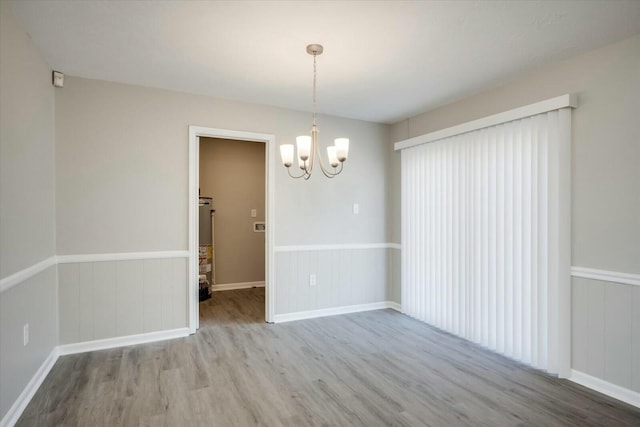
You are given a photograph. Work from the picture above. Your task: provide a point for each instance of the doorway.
(195, 133)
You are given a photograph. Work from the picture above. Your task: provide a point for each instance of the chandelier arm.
(330, 174)
(298, 176)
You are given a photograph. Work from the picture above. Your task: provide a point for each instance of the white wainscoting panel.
(107, 299)
(344, 277)
(606, 331)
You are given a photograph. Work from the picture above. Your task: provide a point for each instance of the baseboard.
(624, 394)
(394, 305)
(14, 413)
(311, 314)
(83, 347)
(233, 286)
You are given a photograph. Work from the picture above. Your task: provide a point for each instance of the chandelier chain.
(315, 103)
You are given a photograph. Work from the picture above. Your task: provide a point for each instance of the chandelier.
(308, 146)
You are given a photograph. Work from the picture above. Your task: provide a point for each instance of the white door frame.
(195, 132)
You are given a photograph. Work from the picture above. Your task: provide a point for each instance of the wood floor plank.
(377, 368)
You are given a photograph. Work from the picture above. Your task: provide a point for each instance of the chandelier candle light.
(308, 146)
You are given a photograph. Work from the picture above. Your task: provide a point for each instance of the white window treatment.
(485, 237)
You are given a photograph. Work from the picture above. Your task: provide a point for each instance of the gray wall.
(233, 173)
(27, 224)
(605, 197)
(121, 154)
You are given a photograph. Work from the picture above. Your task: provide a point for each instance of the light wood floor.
(376, 368)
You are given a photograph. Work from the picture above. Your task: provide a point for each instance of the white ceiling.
(383, 60)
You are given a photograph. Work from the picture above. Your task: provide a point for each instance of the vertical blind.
(479, 253)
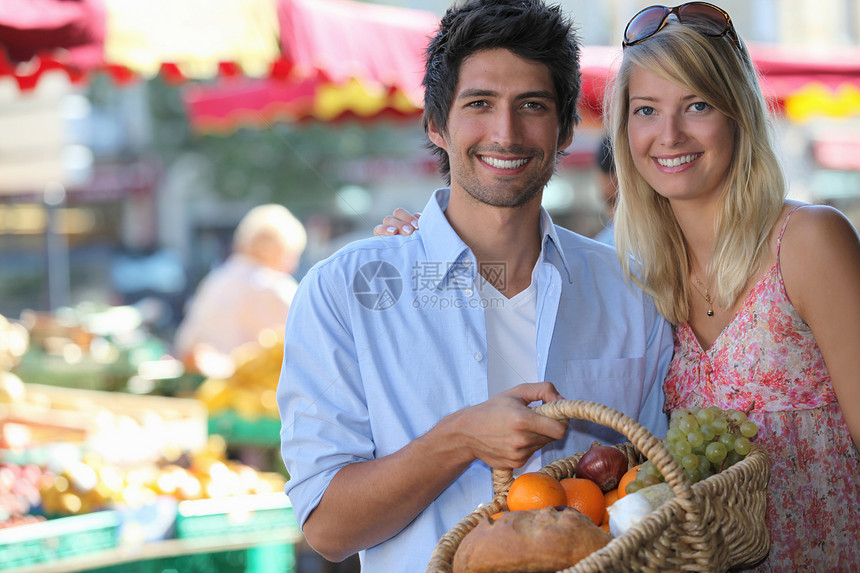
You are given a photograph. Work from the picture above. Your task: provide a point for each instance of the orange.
(625, 479)
(535, 490)
(611, 497)
(585, 495)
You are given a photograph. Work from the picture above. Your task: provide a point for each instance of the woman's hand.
(401, 222)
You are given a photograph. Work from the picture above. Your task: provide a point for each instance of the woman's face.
(680, 144)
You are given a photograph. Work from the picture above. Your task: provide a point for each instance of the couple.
(410, 360)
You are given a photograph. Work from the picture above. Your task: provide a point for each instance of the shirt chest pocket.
(616, 383)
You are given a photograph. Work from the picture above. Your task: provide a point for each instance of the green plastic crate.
(263, 432)
(279, 558)
(238, 514)
(59, 538)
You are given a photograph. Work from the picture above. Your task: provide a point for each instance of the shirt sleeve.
(324, 415)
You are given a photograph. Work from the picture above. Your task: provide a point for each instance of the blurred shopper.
(764, 292)
(250, 292)
(410, 361)
(607, 185)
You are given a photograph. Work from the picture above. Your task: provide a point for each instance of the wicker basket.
(713, 525)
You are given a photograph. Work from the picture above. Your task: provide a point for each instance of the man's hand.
(504, 432)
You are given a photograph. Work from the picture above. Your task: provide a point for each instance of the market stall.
(96, 476)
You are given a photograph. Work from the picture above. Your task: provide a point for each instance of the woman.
(763, 293)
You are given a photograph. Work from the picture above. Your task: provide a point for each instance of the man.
(410, 361)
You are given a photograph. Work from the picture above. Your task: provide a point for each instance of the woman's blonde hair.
(650, 244)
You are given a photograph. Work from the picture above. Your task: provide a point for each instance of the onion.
(604, 465)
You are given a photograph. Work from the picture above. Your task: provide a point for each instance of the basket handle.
(651, 447)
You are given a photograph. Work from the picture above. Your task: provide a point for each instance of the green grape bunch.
(704, 441)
◇ ◇ ◇ ◇
## [Set task]
Keep every word of the data as it is when you write it out, but drop the pictures.

## [Written solution]
You are given a photograph. Work from the picture above. Your task: provide a point for each instance of the doorway.
(195, 133)
You are given a photograph. Work from the picture above. Your task: provide a point for each instance of the chandelier arm.
(330, 174)
(298, 176)
You are given a photograph. Work from the picture above. Your task: provide a point for each instance of the white wainscoting panel.
(107, 299)
(344, 277)
(606, 331)
You are given a photograph. Work from the picture above. Your task: provide a point for each instance of the baseboard.
(624, 394)
(394, 305)
(14, 413)
(311, 314)
(83, 347)
(233, 286)
You are given a photograph. Work from the picture above. Your task: provide a point for each instance of the chandelier chain.
(315, 103)
You are given a photograph. Work from the picture above. Your task: provide a point for each instance of the chandelier.
(308, 146)
You are given a photograph. Work from the picture above. Your task: provide a point for each instance of the white door frame.
(195, 132)
You are given a photograph. Work from the picture above. Your task: provide a point for each instance of the wood floor plank.
(377, 368)
You are given a photograph. Work from the picture above. Your task: provide a point for each instance of the chandelier candle light.
(308, 146)
You are given a photograph. Work from the picture above. Your task: provide a point for each instance of the white window treatment.
(485, 237)
You are given a photograph. Work from the picture above. Your task: provide a point for each instance of the gray wall.
(233, 173)
(27, 224)
(605, 197)
(121, 154)
You are given a photograph. Work from the picture above. Your task: provide a point for each instance of the light wood floor.
(376, 368)
You are given a photograph. Work from the picture above. Your task: provide a point for each instance of the white ceiling.
(383, 60)
You are given a photograph. Work from the picture above. Your task: provide a point for each instance of the vertical blind.
(479, 253)
You are given a photograph. Work from the picture above. Your task: provide a point for each instance of the orange.
(625, 479)
(535, 490)
(611, 497)
(585, 495)
You are given a photograph. Work from the picture above. Your task: provide a point for each instance of the woman's hand.
(401, 222)
You are given a photograph. Work from the picture above. Your task: provide a point for each instance of the woman's face.
(680, 144)
You are given a photograph. Work from the picture above. Your task: provide a point for each instance of the couple.
(410, 360)
You are given a photograph. Work from the picture above. Your task: provide a point for each instance of the shirt chest pocket.
(616, 383)
You are given a photograph. Work from the picture above. Your task: provide a point for each instance of the green plastic crate.
(263, 432)
(279, 558)
(238, 514)
(59, 538)
You are given a photograph. Work from the picture above. Your task: provide a point for each instance of the shirt sleeve.
(324, 415)
You are given a photograph. Work from the picture above. Your task: provide a point for each instance of the blurred shopper.
(764, 292)
(250, 292)
(410, 361)
(607, 185)
You are given a photograph. Work from the picture above. Your task: provide a point for each instance of the wicker basket.
(713, 525)
You are given a photograph. Work from the picture above. Your task: provide a point for each instance of the man's hand.
(504, 432)
You are given a photograph. Work from the picture above. Your task: provide a point for each instance of the market stall.
(96, 476)
You are given a photograph. Work from the picture above. Your task: provide a point for each instance of the woman.
(763, 293)
You are given a photograph. Work from the picture above. Your task: provide a point for each instance of the man.
(410, 361)
You are given a photograph. Work from the picture above. Your task: provide a point for each instance of the woman's blonde hair.
(650, 244)
You are given a photograph. Work from the picture above. Your task: provide a point for each instance of the onion.
(604, 465)
You are given a photograph. Work from the picture above. Your task: provide a point for each instance of the basket handle.
(651, 447)
You are given a photograph. Work from the picture above. Your task: provide a point for each instance of the green grape bunch.
(704, 441)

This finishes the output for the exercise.